EXERCISE REQUIREMENTS
Continue the description of the from-scratch NumPy neural network below, starting right after its last line.

DOCUMENT
□ □ □ □ □ □ □
A two-layer feedforward neural network implemented entirely from scratch in NumPy, with full forward and backward propagation derivations. Solves a 3D classification task (4 classes) and a 1D regression task on toy datasets.
Two FFNNs trained without any deep-learning library:
- Classification head (3 -> 10 -> 4): a sigmoid hidden layer + softmax output trained with cross-entropy. Reaches 100% training accuracy on a 99-point 3D dataset with 4 classes.
- Regression head (1 -> 10 -> 1): a sigmoid hidden layer + linear output trained with MSE. Reaches R² = 0.98 on the training set; R² on test reflects the difficulty of extrapolation outside the training range.
Every quantity from the lecture (X, X̃, V, X̂, F, F̃, W, F̂, G, E) is exposed and printed at every training step so the math stays visible.
Modern frameworks make training a network a one-liner. Writing one by hand once - including the chain-rule for the backward pass and the softmax + cross-entropy gradient simplification - is the cleanest way to internalize what those one-liners are actually doing.
- Forward pass:
X̃ = [1, X],X̂ = X̃ V,F = sigmoid(X̂),F̃ = [1, F],F̂ = F̃ W,G = softmax(F̂)(or identity for regression). - Loss: cross-entropy for classification, MSE for regression.
□ □ □ □ □ □ □
Records of labeled points
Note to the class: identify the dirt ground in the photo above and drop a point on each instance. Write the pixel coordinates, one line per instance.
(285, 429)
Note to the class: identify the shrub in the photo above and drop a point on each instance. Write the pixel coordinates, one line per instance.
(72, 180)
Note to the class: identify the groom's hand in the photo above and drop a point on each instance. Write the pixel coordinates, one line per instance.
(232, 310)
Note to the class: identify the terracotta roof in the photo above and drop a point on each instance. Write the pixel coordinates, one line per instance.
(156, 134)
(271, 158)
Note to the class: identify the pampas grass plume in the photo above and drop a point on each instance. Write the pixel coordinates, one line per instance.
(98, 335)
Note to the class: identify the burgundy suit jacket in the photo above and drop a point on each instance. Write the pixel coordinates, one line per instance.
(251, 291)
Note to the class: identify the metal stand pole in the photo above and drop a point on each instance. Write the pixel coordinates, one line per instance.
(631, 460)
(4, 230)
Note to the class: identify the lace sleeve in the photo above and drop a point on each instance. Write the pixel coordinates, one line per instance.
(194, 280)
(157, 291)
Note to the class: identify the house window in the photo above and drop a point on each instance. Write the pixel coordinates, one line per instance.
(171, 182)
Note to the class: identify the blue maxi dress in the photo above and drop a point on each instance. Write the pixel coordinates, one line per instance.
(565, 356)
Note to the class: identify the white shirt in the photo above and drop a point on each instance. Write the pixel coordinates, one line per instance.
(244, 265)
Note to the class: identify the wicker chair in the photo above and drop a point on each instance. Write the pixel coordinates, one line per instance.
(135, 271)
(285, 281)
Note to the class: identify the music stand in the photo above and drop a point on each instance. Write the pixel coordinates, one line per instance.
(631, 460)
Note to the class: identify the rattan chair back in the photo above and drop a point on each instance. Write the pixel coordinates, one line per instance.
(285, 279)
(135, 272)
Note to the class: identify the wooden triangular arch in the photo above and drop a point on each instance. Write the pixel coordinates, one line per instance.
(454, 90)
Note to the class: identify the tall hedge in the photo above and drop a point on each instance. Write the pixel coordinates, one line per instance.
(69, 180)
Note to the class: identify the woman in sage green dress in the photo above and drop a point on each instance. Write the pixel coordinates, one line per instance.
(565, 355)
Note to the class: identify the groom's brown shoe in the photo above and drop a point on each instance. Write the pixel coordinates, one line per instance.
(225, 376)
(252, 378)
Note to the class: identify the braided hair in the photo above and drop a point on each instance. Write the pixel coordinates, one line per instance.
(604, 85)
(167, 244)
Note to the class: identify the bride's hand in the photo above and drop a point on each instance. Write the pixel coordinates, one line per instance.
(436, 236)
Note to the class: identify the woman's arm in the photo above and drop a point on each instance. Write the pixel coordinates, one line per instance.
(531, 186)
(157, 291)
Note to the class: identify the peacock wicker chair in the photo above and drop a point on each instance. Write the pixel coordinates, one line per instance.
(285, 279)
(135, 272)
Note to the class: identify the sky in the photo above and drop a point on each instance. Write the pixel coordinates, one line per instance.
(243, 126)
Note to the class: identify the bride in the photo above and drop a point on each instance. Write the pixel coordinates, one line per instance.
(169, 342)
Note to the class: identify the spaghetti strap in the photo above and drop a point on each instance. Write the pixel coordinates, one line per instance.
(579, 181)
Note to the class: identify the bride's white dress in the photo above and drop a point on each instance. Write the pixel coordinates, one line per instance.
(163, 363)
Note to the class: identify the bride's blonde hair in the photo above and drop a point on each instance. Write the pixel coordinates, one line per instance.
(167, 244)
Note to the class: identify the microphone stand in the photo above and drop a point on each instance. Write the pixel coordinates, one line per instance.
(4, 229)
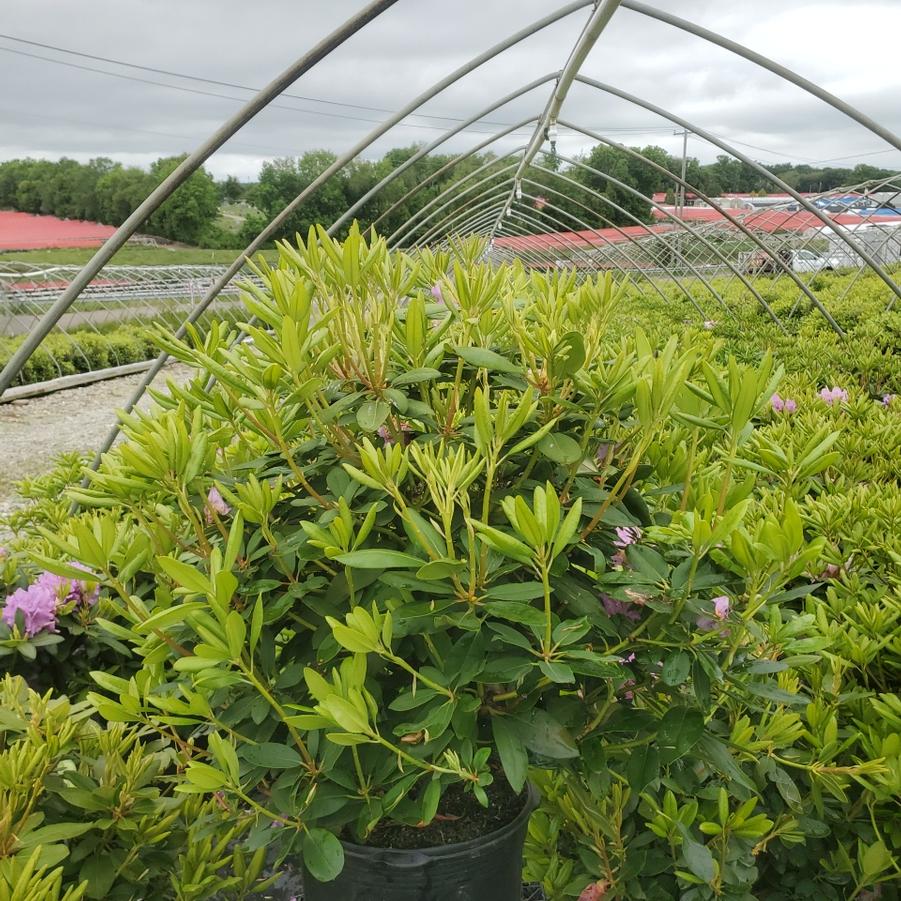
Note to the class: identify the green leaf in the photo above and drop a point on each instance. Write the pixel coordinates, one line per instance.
(413, 376)
(256, 623)
(483, 358)
(272, 755)
(439, 569)
(543, 735)
(556, 672)
(643, 768)
(57, 832)
(185, 575)
(372, 414)
(680, 730)
(675, 668)
(347, 739)
(772, 692)
(568, 357)
(876, 859)
(560, 448)
(516, 591)
(717, 755)
(374, 558)
(323, 855)
(205, 777)
(236, 631)
(515, 612)
(430, 798)
(698, 858)
(100, 876)
(513, 755)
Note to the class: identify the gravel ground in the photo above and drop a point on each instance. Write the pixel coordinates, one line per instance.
(34, 431)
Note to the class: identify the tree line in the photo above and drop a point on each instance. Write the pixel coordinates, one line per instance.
(553, 190)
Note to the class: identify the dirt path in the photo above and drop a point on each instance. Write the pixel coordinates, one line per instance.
(34, 431)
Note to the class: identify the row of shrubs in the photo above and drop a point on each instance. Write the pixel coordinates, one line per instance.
(80, 351)
(718, 716)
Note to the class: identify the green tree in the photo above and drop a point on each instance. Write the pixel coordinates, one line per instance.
(191, 209)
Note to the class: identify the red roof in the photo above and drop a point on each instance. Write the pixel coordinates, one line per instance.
(773, 220)
(589, 237)
(25, 231)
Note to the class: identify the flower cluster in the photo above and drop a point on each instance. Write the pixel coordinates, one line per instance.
(215, 504)
(783, 405)
(41, 601)
(625, 535)
(721, 608)
(834, 395)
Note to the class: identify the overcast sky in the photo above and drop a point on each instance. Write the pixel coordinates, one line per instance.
(52, 110)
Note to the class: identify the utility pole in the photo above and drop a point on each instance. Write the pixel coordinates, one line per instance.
(680, 194)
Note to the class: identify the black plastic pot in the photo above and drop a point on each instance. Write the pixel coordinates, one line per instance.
(488, 868)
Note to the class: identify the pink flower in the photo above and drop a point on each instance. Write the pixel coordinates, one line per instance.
(84, 592)
(626, 535)
(215, 503)
(721, 607)
(594, 891)
(37, 604)
(385, 434)
(834, 395)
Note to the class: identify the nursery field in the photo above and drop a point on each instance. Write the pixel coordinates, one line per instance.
(405, 557)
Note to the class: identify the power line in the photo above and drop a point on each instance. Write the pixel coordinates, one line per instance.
(187, 90)
(145, 131)
(228, 84)
(221, 84)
□ □ □ □ □ □ □
WRITTEN ANSWER
- Backward pass: closed-form gradients, no autograd. The softmax + CE gradient collapses to
(G - Y)/N, which is propagated back through the sigmoid hidden layer. - Parameters are stored as
V(input -> hidden) andW(hidden -> output), both with bias rows.
git clone https://github.com/Mathos34/ffnn-from-scratch
cd ffnn-from-scratch
python -m venv .venv && source .venv/bin/activate # or .venv\Scripts\activate on Windows
pip install -r requirements.txt
jupyter notebook lab_ffnn.ipynbThe notebook runs end-to-end in under a minute on a laptop CPU.
| Task | Architecture | Final metric |
|---|---|---|
| 3D classification (4 classes, 99 points) | 3 -> 10 -> 4 (sigmoid + softmax, CE) | 100.00% training accuracy |
| 1D regression (70/30 split) | 1 -> 10 -> 1 (sigmoid + linear, MSE) | Train R² = 0.98 |
The regression test R² is intentionally weak: the test split is held out at the right end of the X range, so the model is asked to extrapolate beyond what it ever saw at training time. This is a useful pedagogical illustration of the difference between interpolation and extrapolation.
Lab from the Advanced Machine Learning course at ECE Paris (4th-year engineering, Major Data & AI).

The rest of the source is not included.